TEXTO MOSTRADO:

Tuxtla Gutiérrez, Chiapas; 02 de Septiembre de 2017.- Yo nací, o al menos eso me dijeron, en la casa número 33 de la calle Francisco I. Madero de la Heroica y Generosa Ciudad y Puerto de Alvarado, que dijo Pablito Coraje, es “…la risueña, la costeña, ciudad que sueña junto al mar”. Ese número mágico que los fieles católicos marcan la edad de muerte de Jesucristo, pasó a ser el 69 del domicilio de la familia Portela Alvarado y hoy la nueva nomenclatura le localiza con el 453.

Ahí empieza la historia de una familia de diez hijos que luego por designios del destino solo quedamos nueve, que parecía un equipo de béisbol, donde yo era el cuarto bat de la novena. Un núcleo familiar que poco era lo que económicamente teníamos que presumir, pero que, “siempre había para la papa”.

PARTES DEL EJERCICIO:
**A)** Transcribe sin cambios el fragmento del relato sobre la casa natal que comienza con las palabras "Tuxtla Gutiérrez, Chiapas;" y termina con "con el 453.".
**B)** En una a tres oraciones, explica por qué el relato sobre la casa natal califica de mágico al número 33.

Registros de puntos etiquetados:
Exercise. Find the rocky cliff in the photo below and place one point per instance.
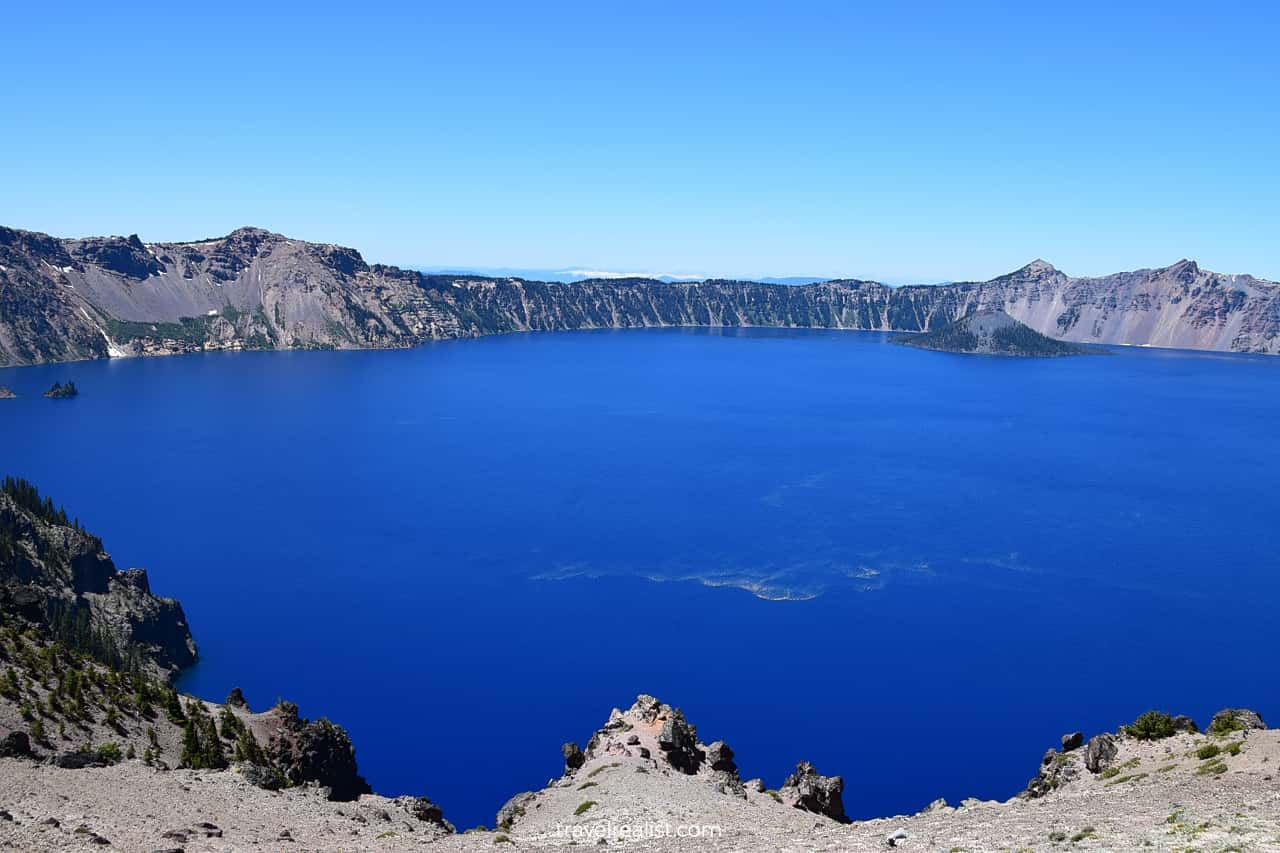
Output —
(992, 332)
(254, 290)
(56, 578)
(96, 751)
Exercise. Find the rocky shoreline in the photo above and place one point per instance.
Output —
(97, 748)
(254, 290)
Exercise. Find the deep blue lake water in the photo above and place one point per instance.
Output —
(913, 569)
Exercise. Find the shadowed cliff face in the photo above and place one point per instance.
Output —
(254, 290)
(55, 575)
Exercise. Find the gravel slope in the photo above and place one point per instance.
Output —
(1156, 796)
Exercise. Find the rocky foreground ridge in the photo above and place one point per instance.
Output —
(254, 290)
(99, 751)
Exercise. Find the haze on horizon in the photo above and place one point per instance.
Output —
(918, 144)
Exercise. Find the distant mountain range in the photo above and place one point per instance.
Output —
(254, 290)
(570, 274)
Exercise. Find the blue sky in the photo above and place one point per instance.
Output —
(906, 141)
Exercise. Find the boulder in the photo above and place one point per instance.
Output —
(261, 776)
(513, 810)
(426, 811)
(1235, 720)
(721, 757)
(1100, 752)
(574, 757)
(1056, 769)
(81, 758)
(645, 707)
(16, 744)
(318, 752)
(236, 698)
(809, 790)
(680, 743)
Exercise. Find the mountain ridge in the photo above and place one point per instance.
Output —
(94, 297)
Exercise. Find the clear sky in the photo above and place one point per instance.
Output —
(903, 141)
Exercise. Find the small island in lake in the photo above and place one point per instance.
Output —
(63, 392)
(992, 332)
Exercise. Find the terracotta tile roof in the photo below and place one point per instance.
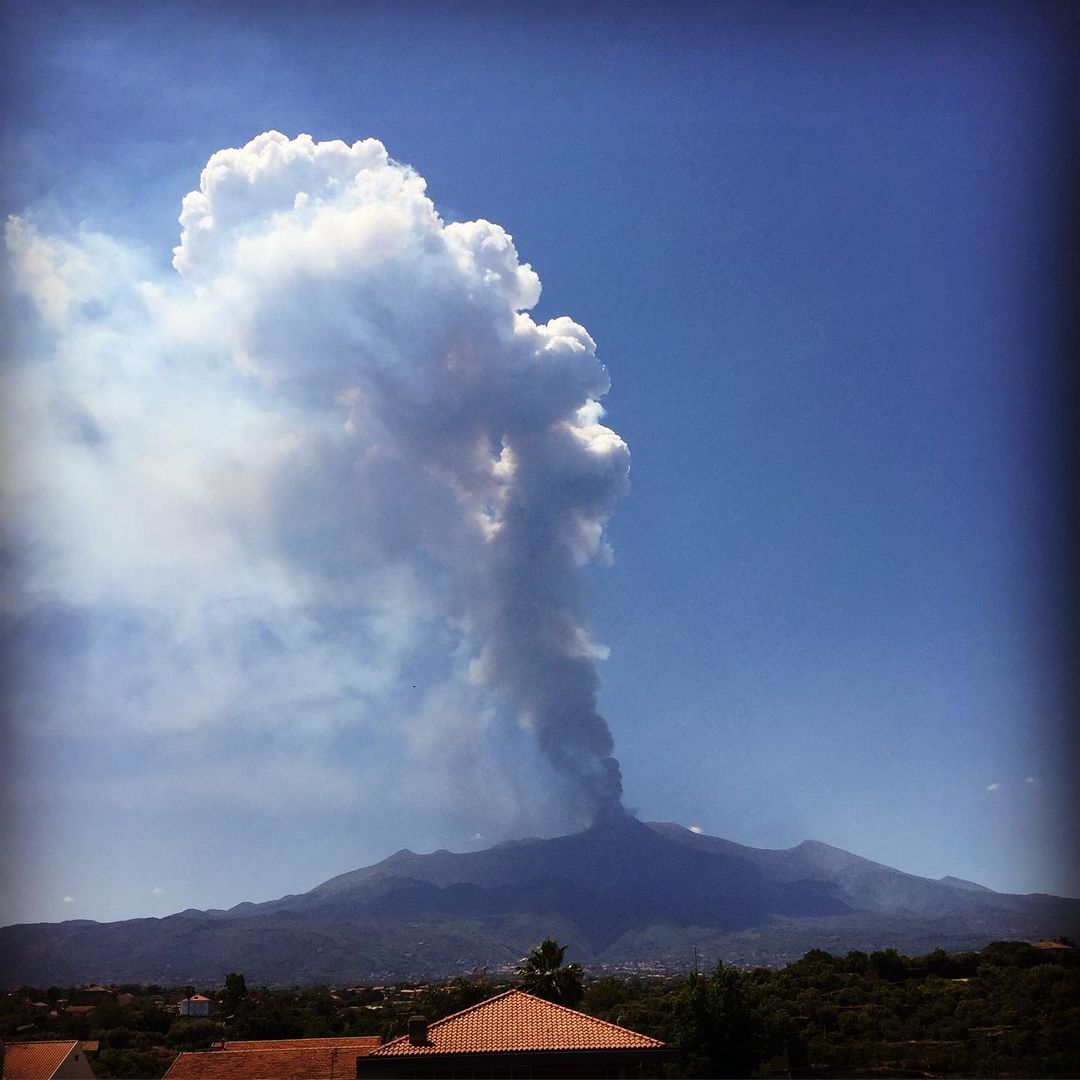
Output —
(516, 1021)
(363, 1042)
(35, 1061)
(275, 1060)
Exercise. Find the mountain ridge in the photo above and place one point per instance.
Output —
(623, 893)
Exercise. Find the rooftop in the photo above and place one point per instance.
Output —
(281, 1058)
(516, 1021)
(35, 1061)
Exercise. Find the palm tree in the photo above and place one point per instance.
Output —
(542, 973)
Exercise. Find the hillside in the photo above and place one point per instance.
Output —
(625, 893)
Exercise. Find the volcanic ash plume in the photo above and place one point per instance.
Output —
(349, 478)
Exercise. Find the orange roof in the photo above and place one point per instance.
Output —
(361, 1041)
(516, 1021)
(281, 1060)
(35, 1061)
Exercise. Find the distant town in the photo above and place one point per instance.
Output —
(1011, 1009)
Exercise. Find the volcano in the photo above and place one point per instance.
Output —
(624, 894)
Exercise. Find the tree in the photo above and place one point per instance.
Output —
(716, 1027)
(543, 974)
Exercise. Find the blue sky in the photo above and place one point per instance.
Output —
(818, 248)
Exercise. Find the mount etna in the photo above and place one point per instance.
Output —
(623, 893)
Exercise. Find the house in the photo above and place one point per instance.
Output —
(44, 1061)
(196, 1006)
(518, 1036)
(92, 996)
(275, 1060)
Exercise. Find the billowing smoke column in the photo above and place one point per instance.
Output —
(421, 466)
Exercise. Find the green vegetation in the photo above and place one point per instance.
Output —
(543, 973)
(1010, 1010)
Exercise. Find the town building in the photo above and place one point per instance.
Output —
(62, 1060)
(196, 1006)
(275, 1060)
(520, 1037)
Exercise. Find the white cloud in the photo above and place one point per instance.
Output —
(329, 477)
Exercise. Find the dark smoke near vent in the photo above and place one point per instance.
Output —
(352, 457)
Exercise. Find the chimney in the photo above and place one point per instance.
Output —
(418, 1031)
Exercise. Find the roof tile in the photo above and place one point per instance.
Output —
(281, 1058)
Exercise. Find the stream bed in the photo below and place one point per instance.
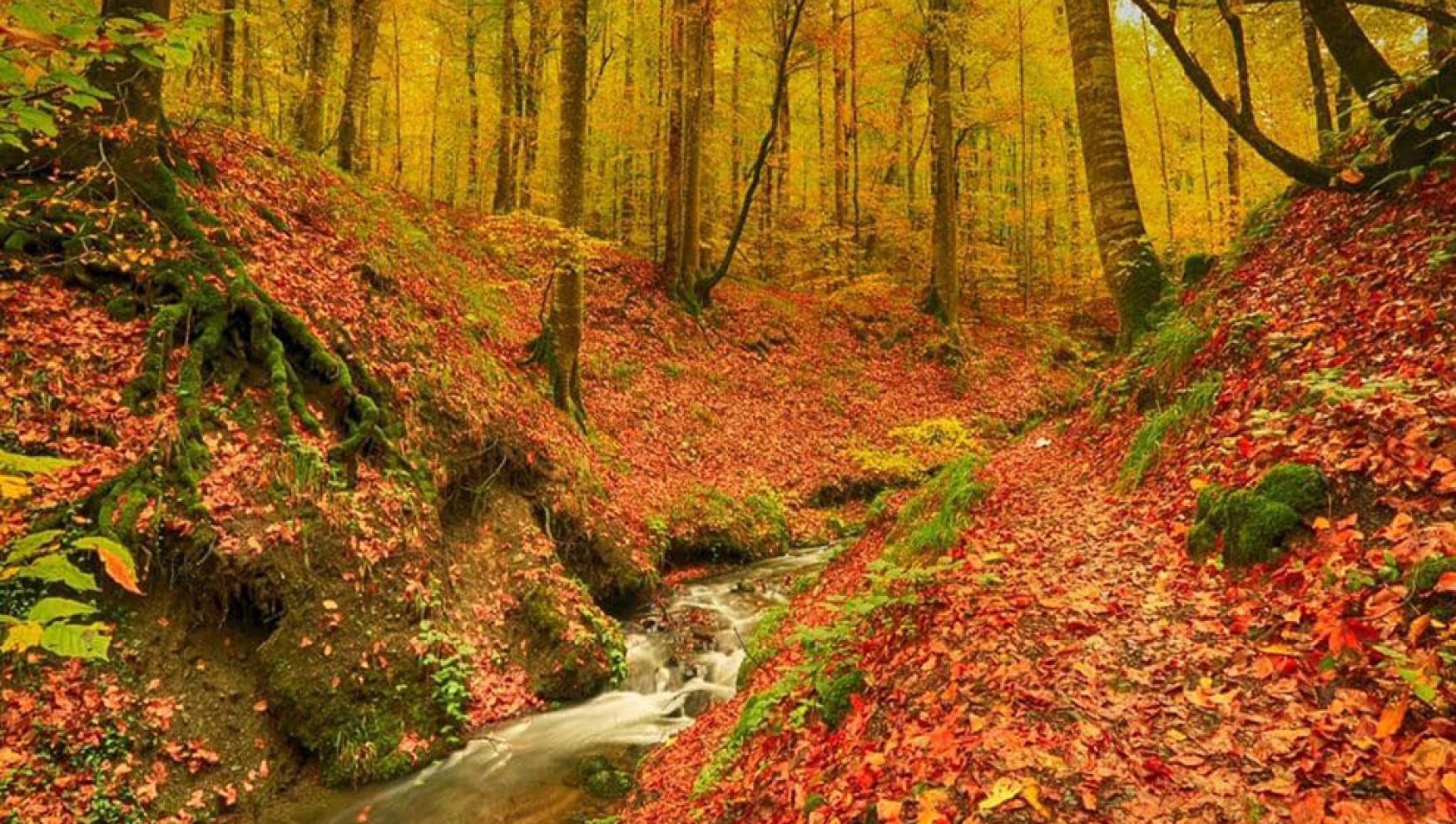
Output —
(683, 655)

RESPUESTAS:
**A)**
Tuxtla Gutiérrez, Chiapas; 02 de Septiembre de 2017.- Yo nací, o al menos eso me dijeron, en la casa número 33 de la calle Francisco I. Madero de la Heroica y Generosa Ciudad y Puerto de Alvarado, que dijo Pablito Coraje, es “…la risueña, la costeña, ciudad que sueña junto al mar”. Ese número mágico que los fieles católicos marcan la edad de muerte de Jesucristo, pasó a ser el 69 del domicilio de la familia Portela Alvarado y hoy la nueva nomenclatura le localiza con el 453.

**B)** El relato lo llama mágico porque, para los fieles católicos, ese número marca la edad a la que murió Jesucristo.